▶ Selected passage
# Northern Virginia



## Heartbreak7

Just started this thread to see how many froggers we have in the area, i'm over in Burke myself (fairfax county).


----------



## rcteem

There is quite a few...here is there group they have up there...i attached the link for you

http://www.dendroboard.com/forum/groups/virginia-southern-md-frog-group.html


----------



## arkay

Hey! I'm in Chantilly


----------



## geckomann

Im in Arlington! but i dont have any frogs yet


----------



## fredsfrogs

in the hoodbridge,, got some nice frogs still lookin to expand


----------



## tclipse

centreville


----------



## Blocker Institute

We are in Woodbridge!!


Sent from my iPhone using Tapatalk


----------



## JoshH

Representing Fredericksburg!


----------



## tclipse

http://www.dendroboard.com/forum/northeast/3009-mid-atlantic-dendro-society-201.html


----------



## roxrgneiss

Leesburg here. About as far north in VA as you can go...

Mike


----------



## Malaki33

Richmond here...2 hours from NOVA!


----------



## Jarhead_2016

hehe rox im only about half an hour from you
-scotty


----------



## Armson

I am in haymarket

because I wanted to spend the most amount of time sitting on 66 during rush our. 


-Byron


----------



## rop21

C-ville here


----------



## gjr210

Mechanicsville, VA


----------



## angry gary

front royal, va here...because i wanted to spend even more time on 66!!


----------



## MountaineerLegion

JoshH said:


> Representing Fredericksburg!

▶ Tasks
#1 Write out word for word the part of the Northern Virginia frog thread that opens with the words containing "hehe rox im" and closes with "during rush our.".
#2 Carry on the Northern Virginia frog thread from its last line.
The records have no part in this.

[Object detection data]
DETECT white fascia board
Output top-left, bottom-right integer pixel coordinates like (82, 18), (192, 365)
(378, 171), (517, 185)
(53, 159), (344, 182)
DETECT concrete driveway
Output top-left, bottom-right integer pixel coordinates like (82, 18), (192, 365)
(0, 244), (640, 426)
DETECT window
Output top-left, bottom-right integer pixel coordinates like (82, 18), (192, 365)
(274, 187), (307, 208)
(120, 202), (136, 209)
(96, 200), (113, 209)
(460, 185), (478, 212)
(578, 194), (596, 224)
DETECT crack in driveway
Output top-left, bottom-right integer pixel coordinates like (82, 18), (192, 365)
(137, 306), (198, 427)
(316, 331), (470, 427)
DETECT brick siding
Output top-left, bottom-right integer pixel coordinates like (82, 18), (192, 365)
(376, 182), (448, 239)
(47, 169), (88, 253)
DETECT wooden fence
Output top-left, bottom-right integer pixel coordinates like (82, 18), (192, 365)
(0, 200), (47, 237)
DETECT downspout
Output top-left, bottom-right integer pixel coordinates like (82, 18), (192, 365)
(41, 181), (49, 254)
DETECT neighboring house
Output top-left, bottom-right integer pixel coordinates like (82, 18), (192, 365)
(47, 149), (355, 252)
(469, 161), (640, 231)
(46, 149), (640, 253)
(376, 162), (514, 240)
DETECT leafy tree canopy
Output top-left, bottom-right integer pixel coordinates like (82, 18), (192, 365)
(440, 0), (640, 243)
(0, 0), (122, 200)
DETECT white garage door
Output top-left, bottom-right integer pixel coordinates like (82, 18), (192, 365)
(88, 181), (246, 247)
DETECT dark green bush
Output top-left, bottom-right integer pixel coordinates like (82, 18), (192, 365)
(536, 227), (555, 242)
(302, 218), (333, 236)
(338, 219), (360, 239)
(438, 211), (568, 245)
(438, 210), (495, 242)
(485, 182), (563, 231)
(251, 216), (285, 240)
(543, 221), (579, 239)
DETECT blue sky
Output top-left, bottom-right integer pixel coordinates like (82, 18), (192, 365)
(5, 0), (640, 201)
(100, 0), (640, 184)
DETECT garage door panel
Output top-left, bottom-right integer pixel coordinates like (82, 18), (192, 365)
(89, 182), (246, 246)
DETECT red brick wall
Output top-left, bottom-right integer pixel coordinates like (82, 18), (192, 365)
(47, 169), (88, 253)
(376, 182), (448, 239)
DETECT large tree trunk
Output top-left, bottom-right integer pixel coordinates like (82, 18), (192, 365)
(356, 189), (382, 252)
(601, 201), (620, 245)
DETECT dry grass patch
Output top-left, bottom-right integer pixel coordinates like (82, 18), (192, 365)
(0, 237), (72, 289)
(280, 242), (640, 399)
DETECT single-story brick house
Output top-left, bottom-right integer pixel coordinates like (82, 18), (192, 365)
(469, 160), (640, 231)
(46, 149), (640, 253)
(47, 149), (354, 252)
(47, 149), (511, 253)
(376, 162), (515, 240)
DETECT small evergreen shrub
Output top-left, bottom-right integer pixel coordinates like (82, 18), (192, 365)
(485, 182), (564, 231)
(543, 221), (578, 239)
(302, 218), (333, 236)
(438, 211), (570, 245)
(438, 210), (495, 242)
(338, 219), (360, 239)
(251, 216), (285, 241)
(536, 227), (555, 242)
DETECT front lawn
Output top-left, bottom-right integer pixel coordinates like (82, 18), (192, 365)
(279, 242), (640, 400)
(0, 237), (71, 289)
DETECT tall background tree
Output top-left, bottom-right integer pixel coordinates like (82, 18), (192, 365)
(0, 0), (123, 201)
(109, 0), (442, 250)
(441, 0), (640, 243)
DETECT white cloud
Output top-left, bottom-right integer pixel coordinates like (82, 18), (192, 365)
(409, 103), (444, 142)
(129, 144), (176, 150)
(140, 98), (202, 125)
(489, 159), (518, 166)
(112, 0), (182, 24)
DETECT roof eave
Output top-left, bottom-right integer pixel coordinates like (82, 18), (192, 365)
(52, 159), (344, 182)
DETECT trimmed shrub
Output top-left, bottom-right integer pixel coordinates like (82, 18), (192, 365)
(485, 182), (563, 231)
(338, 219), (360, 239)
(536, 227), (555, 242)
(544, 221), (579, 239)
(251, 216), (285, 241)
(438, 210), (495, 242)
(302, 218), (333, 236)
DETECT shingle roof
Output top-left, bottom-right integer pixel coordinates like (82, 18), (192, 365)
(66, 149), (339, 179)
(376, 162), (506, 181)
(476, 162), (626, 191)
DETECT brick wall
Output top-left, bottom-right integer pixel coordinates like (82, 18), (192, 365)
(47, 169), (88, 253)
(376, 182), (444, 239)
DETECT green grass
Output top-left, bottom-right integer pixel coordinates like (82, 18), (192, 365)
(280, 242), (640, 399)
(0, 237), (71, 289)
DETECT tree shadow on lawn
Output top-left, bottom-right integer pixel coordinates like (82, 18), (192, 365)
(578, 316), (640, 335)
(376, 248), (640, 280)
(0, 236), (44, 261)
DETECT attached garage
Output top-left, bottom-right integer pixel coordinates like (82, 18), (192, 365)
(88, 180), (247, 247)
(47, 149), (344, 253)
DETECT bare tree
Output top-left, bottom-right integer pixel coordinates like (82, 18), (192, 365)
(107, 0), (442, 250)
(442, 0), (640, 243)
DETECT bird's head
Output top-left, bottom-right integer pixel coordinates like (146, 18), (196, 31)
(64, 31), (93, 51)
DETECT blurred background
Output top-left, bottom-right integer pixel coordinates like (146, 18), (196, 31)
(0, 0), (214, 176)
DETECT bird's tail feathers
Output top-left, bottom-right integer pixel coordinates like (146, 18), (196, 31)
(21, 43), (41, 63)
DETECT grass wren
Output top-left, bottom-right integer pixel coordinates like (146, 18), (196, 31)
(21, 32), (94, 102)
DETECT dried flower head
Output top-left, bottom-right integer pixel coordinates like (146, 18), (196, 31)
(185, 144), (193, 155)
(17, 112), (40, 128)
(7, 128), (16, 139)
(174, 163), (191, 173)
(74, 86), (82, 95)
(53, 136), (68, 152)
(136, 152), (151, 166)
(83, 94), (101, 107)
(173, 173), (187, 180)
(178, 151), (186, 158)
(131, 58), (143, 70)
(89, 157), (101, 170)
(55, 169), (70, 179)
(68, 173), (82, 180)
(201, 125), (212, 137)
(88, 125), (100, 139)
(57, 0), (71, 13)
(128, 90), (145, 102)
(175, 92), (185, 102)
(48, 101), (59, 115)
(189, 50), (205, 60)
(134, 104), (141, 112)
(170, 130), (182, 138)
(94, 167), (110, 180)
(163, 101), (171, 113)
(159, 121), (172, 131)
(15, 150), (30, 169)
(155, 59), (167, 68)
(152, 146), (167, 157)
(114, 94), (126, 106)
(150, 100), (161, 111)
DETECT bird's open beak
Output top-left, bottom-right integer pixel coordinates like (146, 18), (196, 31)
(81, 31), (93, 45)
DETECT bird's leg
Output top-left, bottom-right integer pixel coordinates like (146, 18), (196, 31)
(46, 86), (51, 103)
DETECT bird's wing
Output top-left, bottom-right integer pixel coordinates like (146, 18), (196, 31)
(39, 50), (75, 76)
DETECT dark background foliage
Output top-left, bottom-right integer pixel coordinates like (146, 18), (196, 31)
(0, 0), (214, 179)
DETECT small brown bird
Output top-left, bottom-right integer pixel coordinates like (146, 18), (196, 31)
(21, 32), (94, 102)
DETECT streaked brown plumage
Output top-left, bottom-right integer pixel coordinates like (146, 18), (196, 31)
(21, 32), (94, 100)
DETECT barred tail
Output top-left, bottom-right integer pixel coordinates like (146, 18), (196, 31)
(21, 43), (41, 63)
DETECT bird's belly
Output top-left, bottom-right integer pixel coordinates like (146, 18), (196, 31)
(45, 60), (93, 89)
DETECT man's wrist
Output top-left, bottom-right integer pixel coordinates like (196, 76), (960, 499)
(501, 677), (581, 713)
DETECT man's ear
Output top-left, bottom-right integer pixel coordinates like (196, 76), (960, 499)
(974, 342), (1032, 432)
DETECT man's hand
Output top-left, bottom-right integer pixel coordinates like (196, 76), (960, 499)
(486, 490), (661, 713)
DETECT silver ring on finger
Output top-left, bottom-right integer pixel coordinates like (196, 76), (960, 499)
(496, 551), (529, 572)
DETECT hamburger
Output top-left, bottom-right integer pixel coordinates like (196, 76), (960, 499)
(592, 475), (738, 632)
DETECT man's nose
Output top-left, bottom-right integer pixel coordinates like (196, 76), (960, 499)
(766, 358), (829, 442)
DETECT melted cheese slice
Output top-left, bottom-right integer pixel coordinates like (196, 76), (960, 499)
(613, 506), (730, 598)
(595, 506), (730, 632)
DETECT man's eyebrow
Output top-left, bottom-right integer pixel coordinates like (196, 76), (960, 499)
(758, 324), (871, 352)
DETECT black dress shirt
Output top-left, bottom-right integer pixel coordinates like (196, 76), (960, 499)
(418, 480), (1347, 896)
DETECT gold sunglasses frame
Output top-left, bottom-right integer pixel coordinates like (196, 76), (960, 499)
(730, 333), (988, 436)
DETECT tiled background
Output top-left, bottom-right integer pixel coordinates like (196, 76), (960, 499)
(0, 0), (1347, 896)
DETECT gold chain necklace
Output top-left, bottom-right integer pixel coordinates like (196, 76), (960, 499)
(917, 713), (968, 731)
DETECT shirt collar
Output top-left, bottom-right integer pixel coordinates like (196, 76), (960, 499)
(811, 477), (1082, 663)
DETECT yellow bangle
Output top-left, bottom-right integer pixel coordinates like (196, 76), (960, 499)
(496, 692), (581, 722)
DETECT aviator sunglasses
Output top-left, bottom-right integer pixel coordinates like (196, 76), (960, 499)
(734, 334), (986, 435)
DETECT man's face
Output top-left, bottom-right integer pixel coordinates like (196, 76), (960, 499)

▶ In response
#1
hehe rox im only about half an hour from you
-scotty


----------



## Armson

I am in haymarket

because I wanted to spend the most amount of time sitting on 66 during rush our.

#2
I guess I'm the substitute representative from Fredericksburg. Two dart keepers in Fburg....that makes us a metropolis doesn't it?


----------



## tim13

im in Fredericksburg. no frogs yet but looking!


----------



## nurse3766

im in chesapeake


----------



## tim13

any of you know it the reptile expo tomorrow in manassas is a good place to pick up feeders? like bean beetles, lesser waxworms, etc?


----------



## Erikb3113

I'm in manassas


----------



## Erikb3113

did you end up going to the manaasas show tim? last time i went (2 or 3 years ago) there was not alot of dart related stuff. curious if that has changed


----------



## Heartbreak7

I went to the manassas show, total waste of time. There hasn't been a dart vendor there since alphaprobreeders did the show over a year ago.


----------



## tim13

I got their early and bought 3 auratus froglets. They had 2 more and a bunch of leucs when I left.


----------



## Heartbreak7

Was one of the reptile vendors selling darts? I know one of them has azureus regularly, but that's all I usually see. (I go to this show somewhat regularly, I don't know why, lol)


----------



## tim13

Yea one of the vendors. Supposedly he them them from dartsami here on the boards.


----------



## Greatwtehunter

Well, after reading this thread it seems I am in the wrong part of VA....


----------



## Erikb3113

thye have them every month pretty much. Dartsami was the only one there when i went two or three years ago too, so he must be pretty established with the show. Just gotta go early before he sells everything. he has other types of frogs he could bring down i'm sure if you talked to him ahead of time. He has always been real good to me about answering questions and getting back to me, so i'm sure he would accomodate.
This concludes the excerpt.